### What is needed
Within the listing, each line that has the string "below" should be copied.
=== Section Start ===
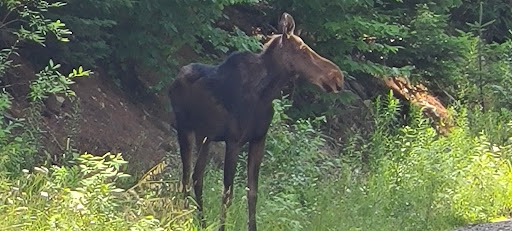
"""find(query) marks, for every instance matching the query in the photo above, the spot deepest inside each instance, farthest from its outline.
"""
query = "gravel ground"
(495, 226)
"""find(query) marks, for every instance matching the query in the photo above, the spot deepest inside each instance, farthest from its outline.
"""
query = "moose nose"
(327, 88)
(339, 87)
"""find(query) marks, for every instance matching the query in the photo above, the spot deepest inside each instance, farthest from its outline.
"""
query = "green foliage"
(83, 196)
(19, 138)
(417, 180)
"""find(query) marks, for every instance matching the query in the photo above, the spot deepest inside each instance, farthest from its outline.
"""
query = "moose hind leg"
(185, 140)
(232, 151)
(255, 156)
(203, 145)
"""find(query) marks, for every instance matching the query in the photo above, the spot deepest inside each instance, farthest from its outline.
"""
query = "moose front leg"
(203, 145)
(232, 151)
(185, 138)
(255, 156)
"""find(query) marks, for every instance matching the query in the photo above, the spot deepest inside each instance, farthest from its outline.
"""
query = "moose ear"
(286, 25)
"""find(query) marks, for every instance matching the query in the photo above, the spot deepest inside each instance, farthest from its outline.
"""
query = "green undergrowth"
(415, 180)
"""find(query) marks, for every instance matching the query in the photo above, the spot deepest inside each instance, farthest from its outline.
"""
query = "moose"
(232, 102)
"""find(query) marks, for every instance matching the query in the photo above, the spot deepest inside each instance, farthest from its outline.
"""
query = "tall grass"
(417, 180)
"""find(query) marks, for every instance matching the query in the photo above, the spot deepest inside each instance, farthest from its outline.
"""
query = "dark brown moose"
(232, 102)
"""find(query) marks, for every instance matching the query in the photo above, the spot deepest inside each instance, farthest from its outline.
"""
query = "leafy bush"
(83, 196)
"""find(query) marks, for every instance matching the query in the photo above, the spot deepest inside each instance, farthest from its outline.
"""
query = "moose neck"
(275, 76)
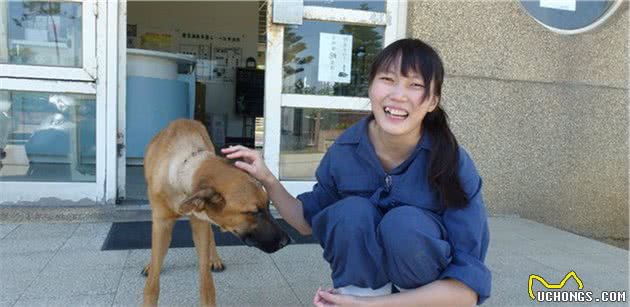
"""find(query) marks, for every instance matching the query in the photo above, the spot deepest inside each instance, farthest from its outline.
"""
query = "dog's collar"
(194, 154)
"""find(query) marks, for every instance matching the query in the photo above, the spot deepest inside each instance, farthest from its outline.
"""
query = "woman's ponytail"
(444, 160)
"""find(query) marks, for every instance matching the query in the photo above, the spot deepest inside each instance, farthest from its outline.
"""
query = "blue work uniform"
(378, 227)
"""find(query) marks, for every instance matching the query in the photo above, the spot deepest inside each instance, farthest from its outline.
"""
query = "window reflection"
(41, 33)
(301, 72)
(47, 137)
(306, 135)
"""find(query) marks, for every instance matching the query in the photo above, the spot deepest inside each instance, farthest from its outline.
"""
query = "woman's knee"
(413, 238)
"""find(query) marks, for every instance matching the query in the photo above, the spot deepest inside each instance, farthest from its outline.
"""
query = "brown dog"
(185, 177)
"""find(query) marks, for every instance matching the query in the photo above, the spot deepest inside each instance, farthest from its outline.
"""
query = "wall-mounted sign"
(570, 16)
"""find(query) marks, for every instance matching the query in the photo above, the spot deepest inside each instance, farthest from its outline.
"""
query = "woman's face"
(397, 101)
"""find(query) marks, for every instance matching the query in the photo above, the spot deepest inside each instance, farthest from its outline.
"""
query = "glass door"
(316, 79)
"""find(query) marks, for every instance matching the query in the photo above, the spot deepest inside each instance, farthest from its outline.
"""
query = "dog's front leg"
(216, 264)
(161, 232)
(201, 236)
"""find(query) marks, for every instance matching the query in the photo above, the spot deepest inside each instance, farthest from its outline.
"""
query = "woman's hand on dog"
(252, 162)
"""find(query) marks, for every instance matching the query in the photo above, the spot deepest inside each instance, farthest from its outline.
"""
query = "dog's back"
(171, 158)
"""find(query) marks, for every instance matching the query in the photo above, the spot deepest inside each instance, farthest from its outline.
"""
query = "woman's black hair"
(416, 56)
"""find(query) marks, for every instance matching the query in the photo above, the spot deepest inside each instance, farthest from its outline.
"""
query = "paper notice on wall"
(335, 58)
(565, 5)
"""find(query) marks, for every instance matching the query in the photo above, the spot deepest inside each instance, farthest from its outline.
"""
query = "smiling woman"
(397, 175)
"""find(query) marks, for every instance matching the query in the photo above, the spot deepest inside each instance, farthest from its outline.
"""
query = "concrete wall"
(545, 116)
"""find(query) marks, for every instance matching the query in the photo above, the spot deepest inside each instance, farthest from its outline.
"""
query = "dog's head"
(236, 202)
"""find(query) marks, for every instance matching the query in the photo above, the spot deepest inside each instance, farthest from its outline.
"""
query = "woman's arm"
(445, 292)
(289, 207)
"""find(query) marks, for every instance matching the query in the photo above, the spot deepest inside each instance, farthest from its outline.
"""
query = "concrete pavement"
(62, 265)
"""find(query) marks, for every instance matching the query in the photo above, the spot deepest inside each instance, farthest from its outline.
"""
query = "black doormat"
(137, 235)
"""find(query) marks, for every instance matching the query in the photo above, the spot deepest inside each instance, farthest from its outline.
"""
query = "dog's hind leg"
(216, 264)
(202, 234)
(161, 233)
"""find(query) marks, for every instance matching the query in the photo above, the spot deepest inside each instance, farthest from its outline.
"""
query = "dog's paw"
(217, 266)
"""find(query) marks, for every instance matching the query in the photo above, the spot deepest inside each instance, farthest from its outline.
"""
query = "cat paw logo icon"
(547, 285)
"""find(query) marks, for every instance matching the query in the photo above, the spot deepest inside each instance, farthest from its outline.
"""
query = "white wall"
(237, 17)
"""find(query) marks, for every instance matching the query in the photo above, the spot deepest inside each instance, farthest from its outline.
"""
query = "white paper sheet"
(335, 58)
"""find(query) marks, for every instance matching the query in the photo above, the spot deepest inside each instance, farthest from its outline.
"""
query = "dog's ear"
(204, 198)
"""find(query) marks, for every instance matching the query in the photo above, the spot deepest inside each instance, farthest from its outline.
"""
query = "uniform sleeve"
(468, 234)
(324, 192)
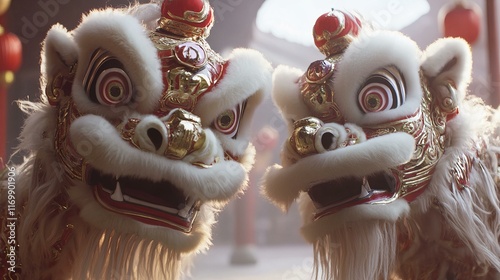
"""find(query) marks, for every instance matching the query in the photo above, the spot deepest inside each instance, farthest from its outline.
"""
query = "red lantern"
(10, 52)
(461, 19)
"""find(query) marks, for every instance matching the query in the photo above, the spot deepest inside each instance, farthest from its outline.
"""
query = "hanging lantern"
(462, 18)
(4, 5)
(10, 52)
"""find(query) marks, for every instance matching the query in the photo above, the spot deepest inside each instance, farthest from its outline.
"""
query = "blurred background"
(282, 31)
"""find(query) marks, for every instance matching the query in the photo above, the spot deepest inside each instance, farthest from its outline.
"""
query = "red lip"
(154, 203)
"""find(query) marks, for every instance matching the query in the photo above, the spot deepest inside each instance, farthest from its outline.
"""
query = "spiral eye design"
(384, 90)
(106, 81)
(229, 121)
(113, 87)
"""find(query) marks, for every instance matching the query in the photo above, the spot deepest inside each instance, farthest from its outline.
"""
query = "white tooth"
(365, 188)
(184, 212)
(117, 194)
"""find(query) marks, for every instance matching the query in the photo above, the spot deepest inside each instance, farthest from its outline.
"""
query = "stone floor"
(293, 262)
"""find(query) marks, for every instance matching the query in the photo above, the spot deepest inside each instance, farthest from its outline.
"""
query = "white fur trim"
(286, 94)
(366, 54)
(59, 52)
(455, 51)
(283, 184)
(125, 38)
(148, 14)
(247, 75)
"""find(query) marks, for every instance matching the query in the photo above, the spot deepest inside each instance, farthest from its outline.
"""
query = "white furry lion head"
(149, 128)
(369, 126)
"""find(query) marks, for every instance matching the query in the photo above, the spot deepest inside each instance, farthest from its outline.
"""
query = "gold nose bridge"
(185, 133)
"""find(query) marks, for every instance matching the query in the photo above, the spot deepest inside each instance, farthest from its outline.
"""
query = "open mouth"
(333, 196)
(154, 203)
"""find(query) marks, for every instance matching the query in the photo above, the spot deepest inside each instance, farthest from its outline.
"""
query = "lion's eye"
(384, 90)
(106, 81)
(113, 87)
(229, 121)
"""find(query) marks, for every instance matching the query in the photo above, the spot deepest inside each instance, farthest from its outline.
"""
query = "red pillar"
(243, 251)
(493, 52)
(3, 122)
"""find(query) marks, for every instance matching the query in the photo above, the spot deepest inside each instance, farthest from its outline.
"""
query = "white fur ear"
(286, 94)
(148, 14)
(59, 52)
(448, 60)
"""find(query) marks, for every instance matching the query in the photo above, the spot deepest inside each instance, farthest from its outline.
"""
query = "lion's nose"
(174, 136)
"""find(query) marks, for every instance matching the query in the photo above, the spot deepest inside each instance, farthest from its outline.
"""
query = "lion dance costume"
(394, 166)
(140, 136)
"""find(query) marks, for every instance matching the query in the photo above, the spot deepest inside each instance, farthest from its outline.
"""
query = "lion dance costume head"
(393, 165)
(140, 136)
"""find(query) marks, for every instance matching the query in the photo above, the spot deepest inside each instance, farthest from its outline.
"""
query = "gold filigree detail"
(192, 16)
(303, 135)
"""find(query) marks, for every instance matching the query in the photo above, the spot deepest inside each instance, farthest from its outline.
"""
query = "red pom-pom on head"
(333, 31)
(187, 18)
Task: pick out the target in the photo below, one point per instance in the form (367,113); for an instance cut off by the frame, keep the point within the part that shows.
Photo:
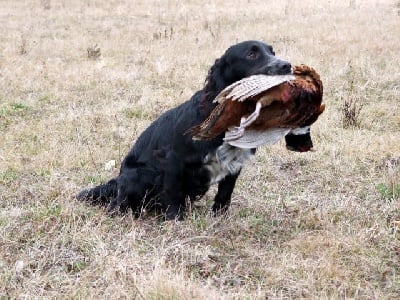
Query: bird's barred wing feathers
(251,86)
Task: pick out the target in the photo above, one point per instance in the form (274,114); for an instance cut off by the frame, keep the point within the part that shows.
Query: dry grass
(318,225)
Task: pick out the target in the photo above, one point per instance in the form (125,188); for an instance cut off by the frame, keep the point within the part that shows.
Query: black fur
(166,167)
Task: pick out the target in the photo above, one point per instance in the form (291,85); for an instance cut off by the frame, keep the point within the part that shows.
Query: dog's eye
(271,50)
(253,54)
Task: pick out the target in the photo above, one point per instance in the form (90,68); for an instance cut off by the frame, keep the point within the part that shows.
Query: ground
(80,80)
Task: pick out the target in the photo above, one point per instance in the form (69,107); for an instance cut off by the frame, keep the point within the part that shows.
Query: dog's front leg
(223,198)
(172,196)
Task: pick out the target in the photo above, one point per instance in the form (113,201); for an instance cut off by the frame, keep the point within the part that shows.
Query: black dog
(166,167)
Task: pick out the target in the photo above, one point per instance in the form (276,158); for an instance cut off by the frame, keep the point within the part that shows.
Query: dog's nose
(279,67)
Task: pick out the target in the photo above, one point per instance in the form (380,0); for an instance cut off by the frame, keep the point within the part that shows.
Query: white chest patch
(225,160)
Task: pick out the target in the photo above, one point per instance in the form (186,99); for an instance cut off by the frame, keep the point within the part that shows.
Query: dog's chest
(224,161)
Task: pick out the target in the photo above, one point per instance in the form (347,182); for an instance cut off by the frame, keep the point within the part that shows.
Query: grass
(81,80)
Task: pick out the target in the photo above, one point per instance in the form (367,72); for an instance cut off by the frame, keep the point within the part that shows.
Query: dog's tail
(101,194)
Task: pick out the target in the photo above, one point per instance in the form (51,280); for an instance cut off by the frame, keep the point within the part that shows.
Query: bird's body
(262,104)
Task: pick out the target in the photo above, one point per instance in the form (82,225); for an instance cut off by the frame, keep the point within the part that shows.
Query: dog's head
(243,60)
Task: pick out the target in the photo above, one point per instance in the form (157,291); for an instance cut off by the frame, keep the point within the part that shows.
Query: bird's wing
(251,86)
(254,138)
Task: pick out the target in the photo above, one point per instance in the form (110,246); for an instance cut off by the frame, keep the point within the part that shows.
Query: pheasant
(261,109)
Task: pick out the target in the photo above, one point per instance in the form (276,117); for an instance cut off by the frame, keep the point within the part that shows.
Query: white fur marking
(224,161)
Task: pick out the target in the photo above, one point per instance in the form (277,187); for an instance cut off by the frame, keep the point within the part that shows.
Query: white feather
(251,86)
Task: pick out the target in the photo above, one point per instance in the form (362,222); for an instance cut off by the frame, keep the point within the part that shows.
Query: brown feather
(291,104)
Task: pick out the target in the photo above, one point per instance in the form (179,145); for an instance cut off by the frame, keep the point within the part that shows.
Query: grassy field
(80,80)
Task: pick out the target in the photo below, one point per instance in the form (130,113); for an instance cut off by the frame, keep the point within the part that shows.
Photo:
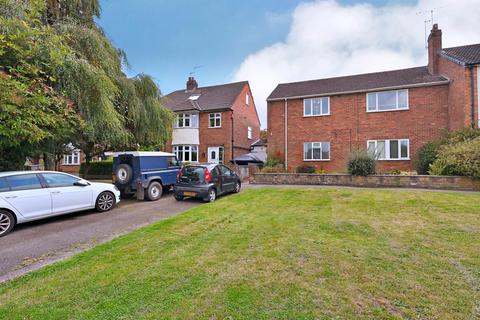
=== Section End ===
### Task output
Task: pick out the target in the photo below, one point per instance in the form (367,113); for an instance cut off by the frame, keep the point within the part that shows.
Task: pick out the target in the photo below, one point per instance in the form (130,113); for an instance cut off by the frame, keep the point within the part that shows.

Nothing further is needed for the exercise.